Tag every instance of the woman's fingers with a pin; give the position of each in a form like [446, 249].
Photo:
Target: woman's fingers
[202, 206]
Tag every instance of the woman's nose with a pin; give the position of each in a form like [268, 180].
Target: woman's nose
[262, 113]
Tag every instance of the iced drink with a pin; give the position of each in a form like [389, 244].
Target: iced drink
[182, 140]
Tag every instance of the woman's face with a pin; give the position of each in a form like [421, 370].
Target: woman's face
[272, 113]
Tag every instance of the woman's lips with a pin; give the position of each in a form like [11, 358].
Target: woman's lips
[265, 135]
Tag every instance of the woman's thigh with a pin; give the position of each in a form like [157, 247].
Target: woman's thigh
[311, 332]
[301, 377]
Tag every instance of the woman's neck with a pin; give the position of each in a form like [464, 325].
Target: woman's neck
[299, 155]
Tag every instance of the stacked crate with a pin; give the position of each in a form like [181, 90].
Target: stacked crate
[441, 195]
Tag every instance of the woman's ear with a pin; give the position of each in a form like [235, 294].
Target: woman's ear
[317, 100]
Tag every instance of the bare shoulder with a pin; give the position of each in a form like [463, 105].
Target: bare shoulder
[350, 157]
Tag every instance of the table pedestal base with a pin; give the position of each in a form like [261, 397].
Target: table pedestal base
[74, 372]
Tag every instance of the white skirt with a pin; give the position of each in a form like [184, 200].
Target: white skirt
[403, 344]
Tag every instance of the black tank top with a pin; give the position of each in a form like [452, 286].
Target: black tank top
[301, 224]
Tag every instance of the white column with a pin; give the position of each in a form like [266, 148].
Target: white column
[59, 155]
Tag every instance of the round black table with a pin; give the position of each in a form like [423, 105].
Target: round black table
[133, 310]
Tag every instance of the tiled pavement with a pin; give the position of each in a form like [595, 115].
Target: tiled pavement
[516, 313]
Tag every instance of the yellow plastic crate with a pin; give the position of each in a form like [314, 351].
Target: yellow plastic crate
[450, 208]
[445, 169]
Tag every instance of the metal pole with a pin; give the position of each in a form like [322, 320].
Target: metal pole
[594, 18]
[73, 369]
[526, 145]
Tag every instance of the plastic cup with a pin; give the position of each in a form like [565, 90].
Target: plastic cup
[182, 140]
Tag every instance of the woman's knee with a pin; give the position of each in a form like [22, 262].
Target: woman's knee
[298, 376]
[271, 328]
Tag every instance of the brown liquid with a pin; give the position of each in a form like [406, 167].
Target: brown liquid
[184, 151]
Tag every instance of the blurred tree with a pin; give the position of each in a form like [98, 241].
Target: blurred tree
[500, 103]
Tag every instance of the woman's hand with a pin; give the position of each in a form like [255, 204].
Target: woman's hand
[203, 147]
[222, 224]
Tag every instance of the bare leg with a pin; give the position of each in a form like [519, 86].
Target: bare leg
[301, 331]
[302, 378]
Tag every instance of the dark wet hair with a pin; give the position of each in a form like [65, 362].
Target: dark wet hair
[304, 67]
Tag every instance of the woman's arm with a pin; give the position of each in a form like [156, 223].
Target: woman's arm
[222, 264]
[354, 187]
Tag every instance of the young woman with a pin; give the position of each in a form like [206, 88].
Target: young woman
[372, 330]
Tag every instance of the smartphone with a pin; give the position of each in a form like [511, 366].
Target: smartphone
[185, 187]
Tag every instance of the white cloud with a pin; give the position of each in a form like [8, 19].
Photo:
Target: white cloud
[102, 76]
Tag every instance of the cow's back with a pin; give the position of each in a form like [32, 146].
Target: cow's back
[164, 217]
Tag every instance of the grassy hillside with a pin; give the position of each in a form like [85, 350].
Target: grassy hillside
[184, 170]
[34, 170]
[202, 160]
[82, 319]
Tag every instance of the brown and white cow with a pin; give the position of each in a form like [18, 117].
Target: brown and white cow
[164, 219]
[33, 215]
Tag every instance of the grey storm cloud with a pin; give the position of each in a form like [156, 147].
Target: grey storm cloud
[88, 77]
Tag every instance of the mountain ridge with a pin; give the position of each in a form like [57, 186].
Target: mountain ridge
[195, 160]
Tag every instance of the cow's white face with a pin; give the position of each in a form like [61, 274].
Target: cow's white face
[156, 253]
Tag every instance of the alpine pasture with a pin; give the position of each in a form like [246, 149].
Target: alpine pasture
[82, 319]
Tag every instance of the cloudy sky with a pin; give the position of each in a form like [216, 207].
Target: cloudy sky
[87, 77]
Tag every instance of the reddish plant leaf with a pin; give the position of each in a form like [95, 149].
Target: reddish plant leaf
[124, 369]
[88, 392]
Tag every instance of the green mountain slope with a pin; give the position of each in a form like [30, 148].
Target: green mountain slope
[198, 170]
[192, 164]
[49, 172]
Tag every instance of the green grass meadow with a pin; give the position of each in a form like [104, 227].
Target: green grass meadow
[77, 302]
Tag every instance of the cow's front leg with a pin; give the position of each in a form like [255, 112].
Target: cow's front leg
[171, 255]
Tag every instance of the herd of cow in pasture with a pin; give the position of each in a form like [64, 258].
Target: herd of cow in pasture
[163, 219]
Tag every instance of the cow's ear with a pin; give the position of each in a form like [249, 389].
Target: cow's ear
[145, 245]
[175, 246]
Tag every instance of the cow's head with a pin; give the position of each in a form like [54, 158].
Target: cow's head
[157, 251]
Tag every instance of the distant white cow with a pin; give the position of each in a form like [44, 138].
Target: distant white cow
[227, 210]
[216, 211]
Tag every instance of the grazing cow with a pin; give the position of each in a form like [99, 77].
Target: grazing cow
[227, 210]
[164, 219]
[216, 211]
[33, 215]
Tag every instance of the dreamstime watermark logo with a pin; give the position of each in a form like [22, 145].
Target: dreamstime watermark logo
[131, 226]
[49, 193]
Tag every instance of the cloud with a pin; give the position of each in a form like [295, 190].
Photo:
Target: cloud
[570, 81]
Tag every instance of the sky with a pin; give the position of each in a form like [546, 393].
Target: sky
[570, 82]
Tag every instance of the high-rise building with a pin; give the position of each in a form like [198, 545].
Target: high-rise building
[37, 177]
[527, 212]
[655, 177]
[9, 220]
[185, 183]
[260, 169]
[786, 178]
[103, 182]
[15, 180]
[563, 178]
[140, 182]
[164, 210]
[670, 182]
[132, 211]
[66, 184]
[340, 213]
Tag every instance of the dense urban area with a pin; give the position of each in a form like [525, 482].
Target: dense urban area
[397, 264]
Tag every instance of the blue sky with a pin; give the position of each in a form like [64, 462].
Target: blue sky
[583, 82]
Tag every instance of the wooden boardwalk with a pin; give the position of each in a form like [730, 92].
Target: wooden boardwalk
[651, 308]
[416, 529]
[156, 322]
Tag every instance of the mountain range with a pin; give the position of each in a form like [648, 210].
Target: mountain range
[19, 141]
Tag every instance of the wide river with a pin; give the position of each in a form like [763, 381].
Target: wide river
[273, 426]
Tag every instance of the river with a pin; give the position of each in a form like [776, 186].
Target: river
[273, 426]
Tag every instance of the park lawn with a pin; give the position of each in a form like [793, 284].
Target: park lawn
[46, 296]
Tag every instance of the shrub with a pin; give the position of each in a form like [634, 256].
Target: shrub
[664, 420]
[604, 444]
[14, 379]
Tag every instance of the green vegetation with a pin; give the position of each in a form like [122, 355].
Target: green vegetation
-----
Repeat every record, keeping each word and mark exactly as it is.

RESULT OF THIS EXERCISE:
Tag every instance of the woman's fingers with a pin; give the position of each in a form like [446, 249].
Photo:
Target: woman's fingers
[202, 206]
Tag every instance of the woman's nose with a pin; give the position of each in a form like [268, 180].
Target: woman's nose
[262, 113]
Tag every instance of the iced drink with a pin; give the position of each in a form like [389, 244].
Target: iced drink
[182, 140]
Tag every instance of the woman's face with a pin; give the position of each in a form like [421, 370].
Target: woman's face
[272, 113]
Tag every instance of the woman's lips with a pin; give the position of each in a form like [11, 358].
Target: woman's lips
[265, 135]
Tag every instance of the woman's thigh with a pin; give the position of each in a form like [157, 247].
Target: woman's thigh
[311, 332]
[301, 377]
Tag every instance of the woman's neck with a pin; give the position of each in a form like [464, 325].
Target: woman's neck
[299, 155]
Tag every instance of the stacked crate with a pin; give the position of each in a form like [181, 90].
Target: stacked crate
[441, 195]
Tag every instance of the woman's ear with a pin; give the position of each in a form like [235, 294].
Target: woman's ear
[317, 100]
Tag every instance of the bare shoulder with a pin; give the position of each in a form like [463, 105].
Target: bare shoulder
[350, 157]
Tag every instance of the table pedestal base with a pin; give the position of each in a form like [261, 397].
Target: table pedestal base
[74, 372]
Tag every instance of the white skirt with a pin; give the position of each in a form like [184, 200].
Target: white skirt
[403, 344]
Tag every instance of the black tank top with a pin; give the position of each in a form like [452, 286].
Target: black tank top
[301, 224]
Tag every instance of the white column with a pin; give the position of each in a form like [266, 148].
Target: white column
[59, 155]
Tag every instance of the round black table with a pin; give the position of each in a form like [423, 105].
Target: round black table
[133, 310]
Tag every instance of the tiled pavement with a pin; give the position of each in a form like [595, 115].
Target: tiled pavement
[516, 313]
Tag every instance of the yellow plastic crate with a pin; give the position of each in a form like [314, 351].
Target: yellow plastic crate
[450, 208]
[445, 169]
Tag every instance of the metal pole with a pin; give the position of each in a form like [322, 320].
Target: metal pole
[594, 18]
[73, 369]
[526, 145]
Tag every instance of the plastic cup with a pin; give the position of each in a form like [565, 90].
Target: plastic cup
[182, 140]
Tag every instance of the woman's knee with a pin; give the position of each in a form like [22, 262].
Target: woman's knee
[298, 376]
[271, 328]
Tag every instance of the brown liquid with a pin; give the position of each in a form like [406, 167].
Target: brown liquid
[184, 151]
Tag every instance of the blurred tree with a pin; give the position of each in a form like [98, 241].
Target: blurred tree
[500, 103]
Tag every instance of the woman's hand with a pin; give the position of each in a form like [255, 204].
Target: woman's hand
[203, 147]
[222, 224]
Tag every instance of the bare leg with a pin; give the position of each in a form like [519, 86].
Target: bare leg
[301, 331]
[302, 378]
Tag every instance of the dark wet hair with a pin; give the position of each in a form like [65, 362].
Target: dark wet hair
[304, 67]
Tag every instance of the woman's arm with a pin; give the position of each in a form like [156, 223].
Target: woman's arm
[222, 264]
[354, 187]
Tag every instance of the young woman with a pin; give the position of each in a form like [206, 88].
Target: young woman
[372, 330]
Tag every instance of the smartphone with a pin; give the position of each in a form like [511, 366].
Target: smartphone
[185, 187]
Tag every instance of the white cloud with a pin; give the position of each in a form like [8, 19].
Photo:
Target: white cloud
[102, 76]
Tag every instance of the cow's back with a pin; give the position of each in a form like [32, 146].
Target: cow's back
[164, 217]
Tag every instance of the grassy hillside with a pin; give the position of each in a form like [85, 350].
Target: grassy hillside
[184, 170]
[34, 170]
[202, 160]
[82, 319]
Tag every instance of the brown and white cow with a pin; give the position of each in a form like [18, 117].
Target: brown and white cow
[164, 219]
[33, 215]
Tag every instance of the grey storm cloud with a pin; give the position of each in a form like [156, 147].
Target: grey storm cloud
[88, 77]
Tag every instance of the mountain ridge with a pin; give the position of each in a form like [57, 186].
Target: mountain ridge
[195, 160]
Tag every instance of the cow's white face with a pin; give the position of each in a form like [61, 274].
Target: cow's white face
[156, 253]
Tag every instance of the alpine pasture with a pin; give the position of each in a form like [246, 149].
Target: alpine pasture
[82, 319]
Tag every instance of the cloudy sky with a pin; give the position of each in a form like [216, 207].
Target: cloudy sky
[87, 77]
Tag every instance of the reddish plant leaf with a pin; give the position of each in a form like [95, 149].
Target: reddish plant leaf
[124, 369]
[88, 392]
Tag every instance of the green mountain slope with a pin; give the position of each in a form like [30, 148].
Target: green mountain slope
[198, 170]
[192, 164]
[49, 172]
Tag every instance of the green grass meadow with a pin; give the position of each in a form like [104, 227].
Target: green grass meadow
[77, 302]
Tag every instance of the cow's front leg with a pin; give the position of each in a form like [255, 112].
Target: cow's front leg
[171, 255]
Tag every instance of the herd of cow in pasture with a pin; give the position of each in a form like [64, 258].
Target: herd of cow in pasture
[163, 219]
Tag every instance of the cow's ear with a pin; give the position of each in a form like [249, 389].
Target: cow's ear
[145, 245]
[175, 246]
Tag every instance of the cow's head with a pin; give the position of each in a form like [54, 158].
Target: cow's head
[157, 251]
Tag every instance of the distant white cow with a pin; give the position of each in a form like [44, 138].
Target: distant white cow
[227, 210]
[216, 211]
Tag every instance of the grazing cow with a pin; give the position of each in a form like [99, 77].
Target: grazing cow
[227, 210]
[164, 219]
[216, 211]
[33, 215]
Tag every instance of the dreamstime watermark logo with a pin; give the position of each in a form like [22, 145].
Target: dreamstime watermark logo
[131, 226]
[49, 193]
Tag every instance of the cloud with a pin; give the position of each in a form like [295, 190].
Photo:
Target: cloud
[570, 81]
Tag every instance of the sky with a pin; give the position of each in a form like [546, 393].
Target: sky
[570, 82]
Tag every instance of the high-rise building with a pin; give the position of each in a form like [198, 545].
Target: high-rise building
[37, 177]
[527, 212]
[655, 177]
[9, 220]
[185, 183]
[260, 169]
[786, 178]
[103, 182]
[15, 180]
[563, 178]
[140, 182]
[164, 210]
[670, 182]
[132, 211]
[66, 184]
[340, 213]
Tag every instance of the dense urban area with a pin; give the position of each in a form like [525, 482].
Target: dense urban area
[397, 264]
Tag every instance of the blue sky with a pin; give the position of each in a form like [64, 462].
Target: blue sky
[583, 82]
Tag every instance of the wooden boardwalk with a pin; give the position of each in a form like [730, 92].
Target: wooden boardwalk
[651, 308]
[416, 529]
[156, 322]
Tag every instance of the mountain range with a pin; give the position of each in a form like [648, 210].
Target: mountain range
[19, 141]
Tag every instance of the wide river with a pin; give the position of each in a form like [763, 381].
Target: wide river
[273, 426]
Tag every instance of the river with a pin; give the position of each in a form like [776, 186].
Target: river
[273, 426]
Tag every instance of the park lawn with a pin; give the position of each in a form like [793, 284].
Target: park lawn
[46, 296]
Tag every instance of the shrub with a pin; give the position of each in a form like [634, 256].
Target: shrub
[664, 420]
[604, 444]
[14, 379]
Tag every instance of the green vegetation with a pin; give the position of each in a form like [122, 355].
Target: green vegetation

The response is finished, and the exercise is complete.